> [Brano del documento]
►

I capodogli si difendono dalle orche scagliando contro di esse “nuvole di cacca”
Con circa 18 metri di lunghezza massima, i maschi di capodoglio (Physeter macrocephalus) sono i più grandi predatori dentati sulla Terra e non hanno praticamente alcun nemico naturale. Recentemente, tuttavia, si è scoperto che le femmine con i piccoli (chiamati vitelli) possono essere presi di mira dalle orche (Orcinus orca), grossi delfinidi che hanno evoluto impressionanti tecniche di caccia in gruppo, grazie alle quali possono abbattere il più maestoso animale sulla Terra, la balenottera azzurra (Balaenoptera musculus). Anche gli squali bianchi fanno parte della dieta di questi cetacei, che li cacciano principalmente per mangiarne il fegato.
Sebbene i capodogli possano potenzialmente rientrare nel menù delle orche, chiaramente non sono indifesi. Le loro lunghe e possenti mascelle, con impressionanti denti che arrivano a 25 centimetri di lunghezza, non sono però l'arma più efficace contro i “delfinoni” bianchi e neri. I capodogli, infatti, sfruttano le loro feci, in una tecnica che i biologi marini chiamano “defecazione di emergenza o difensiva”. In parole semplici, svuotano le loro viscere contro le orche all'attacco, agitando la coda per indirizzare meglio il colpo e investendole con una vera e propria nuvola di diarrea.
I capodogli sfruttano la defecazione difensiva quando si sentono minacciati, anche contro imbarcazioni che si avvicinano troppo e non sono gradite, ma l'utilizzo di questa tecnica non era mai stato osservato prima contro un pod di orche (del resto è già rarissimo vedere questi approcci predatori). Il comportamento è stato documentato per la prima volta durante un'uscita di whale watching (avvistamento balene / cetacei) al largo dell'Australia Occidentale, nel cuore del Bremer Canyon. I ricercatori a bordo di un'imbarcazione stavano seguendo un gruppo di orche guidate dalla matriarca Cookie, quando gli animali hanno iniziato ad accelerare in direzione di un tratto di mare con acqua più bassa, circa 80 metri di profondità rispetto ai 1.000 del fondale del canyon. L'equipaggio riteneva che il gruppo guidato dalla femmina anziana avesse puntato uno zifide, come uno zifio di Blainville o uno zifio di Layard (anch'essi cetacei normalmente predati dalle orche), ma incredibilmente aveva messo nel mirino un gruppetto di capodogli. Si trattava di alcune femmine con un piccolo al centro.

◄

> [Righe fornite]
►

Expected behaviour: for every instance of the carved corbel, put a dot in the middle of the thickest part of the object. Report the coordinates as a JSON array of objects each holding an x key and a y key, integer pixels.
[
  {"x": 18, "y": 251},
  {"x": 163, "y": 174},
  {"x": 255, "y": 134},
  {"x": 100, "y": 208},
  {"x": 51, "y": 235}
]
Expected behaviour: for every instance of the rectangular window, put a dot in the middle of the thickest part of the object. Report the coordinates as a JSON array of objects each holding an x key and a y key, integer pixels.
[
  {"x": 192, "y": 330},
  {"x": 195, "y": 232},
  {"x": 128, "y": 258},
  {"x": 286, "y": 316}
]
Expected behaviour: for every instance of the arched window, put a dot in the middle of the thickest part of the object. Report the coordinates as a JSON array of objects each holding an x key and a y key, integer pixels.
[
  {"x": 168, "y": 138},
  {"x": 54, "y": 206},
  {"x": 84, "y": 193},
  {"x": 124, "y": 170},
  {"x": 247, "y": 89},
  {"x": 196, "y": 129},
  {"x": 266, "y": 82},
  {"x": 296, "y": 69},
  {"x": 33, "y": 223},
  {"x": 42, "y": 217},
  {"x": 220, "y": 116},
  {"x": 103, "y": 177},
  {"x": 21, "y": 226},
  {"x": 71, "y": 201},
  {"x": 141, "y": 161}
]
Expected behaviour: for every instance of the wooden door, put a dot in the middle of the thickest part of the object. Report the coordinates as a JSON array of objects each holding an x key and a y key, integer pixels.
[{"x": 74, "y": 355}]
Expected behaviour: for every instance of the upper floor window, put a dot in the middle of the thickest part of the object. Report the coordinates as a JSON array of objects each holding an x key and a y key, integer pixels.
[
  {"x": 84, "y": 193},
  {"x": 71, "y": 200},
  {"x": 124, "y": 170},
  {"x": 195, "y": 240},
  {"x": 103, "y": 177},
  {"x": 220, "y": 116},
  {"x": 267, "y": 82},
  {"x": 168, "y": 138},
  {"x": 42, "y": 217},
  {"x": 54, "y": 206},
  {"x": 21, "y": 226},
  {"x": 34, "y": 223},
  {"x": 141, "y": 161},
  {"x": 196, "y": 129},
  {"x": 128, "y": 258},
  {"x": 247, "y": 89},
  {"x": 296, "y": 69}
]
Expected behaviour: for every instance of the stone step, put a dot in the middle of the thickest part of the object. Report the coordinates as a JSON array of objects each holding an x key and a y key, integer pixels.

◄

> [Domande]
A. Secondo il brano sui capodogli, dove è stato documentato per la prima volta l'uso della defecazione difensiva contro le orche?
B. Stabilisci se ciascuna affermazione concorda con il brano sui capodogli, rispondendo sì o no e citando le parole decisive del brano: (i) i maschi di capodoglio arrivano a circa 18 metri di lunghezza massima; (ii) le orche cacciano gli squali bianchi principalmente per mangiarne i muscoli; (iii) la defecazione difensiva contro un pod di orche era già stata osservata in passato.
C. Porta avanti il brano sui capodogli a partire dall'ultima frase riportata.
Le righe sono materiale a sé stante, indipendente dal brano sui capodogli.

> [Risposte]
A. Durante un'uscita di whale watching al largo dell'Australia Occidentale, nel cuore del Bremer Canyon.

B.
(i) Sì: "Con circa 18 metri di lunghezza massima, i maschi di capodoglio (Physeter macrocephalus) sono i più grandi predatori dentati sulla Terra".
(ii) No: "che li cacciano principalmente per mangiarne il fegato".
(iii) No: "l'utilizzo di questa tecnica non era mai stato osservato prima contro un pod di orche".

C.
I capodogli, per proteggere i membri più vulnerabili del branco, si dispongono a rosa attorno ad essi, formando una struttura che i biologi marini chiamano “rosetta”. In questa disposizione la testa è rivolta verso l'interno e la coda all'esterno, pronta a essere scagliata contro eventuali minacce. Quando le orche hanno attaccato i capodogli è stato osservato che uno degli esemplari ha sollevato la testa dall'acqua, poi nel parapiglia è emersa sulla superficie una grande bolla di colore rossastro, che inizialmente era stato scambiato per sangue. È stata notata anche un'orca con un pezzo di carne in bocca, che sembrava corroborare il successo predatorio ai danni di uno dei capodogli. Dalle analisi dei video e delle fotografie raccolte durante l'escursione, tuttavia, i biologi marini si sono accorti che quello avvistato non era sangue, bensì una gigantesca bolla di feci, il cui colore è rossastro poiché il 90 percento della dieta dei capodogli è composto da calamari.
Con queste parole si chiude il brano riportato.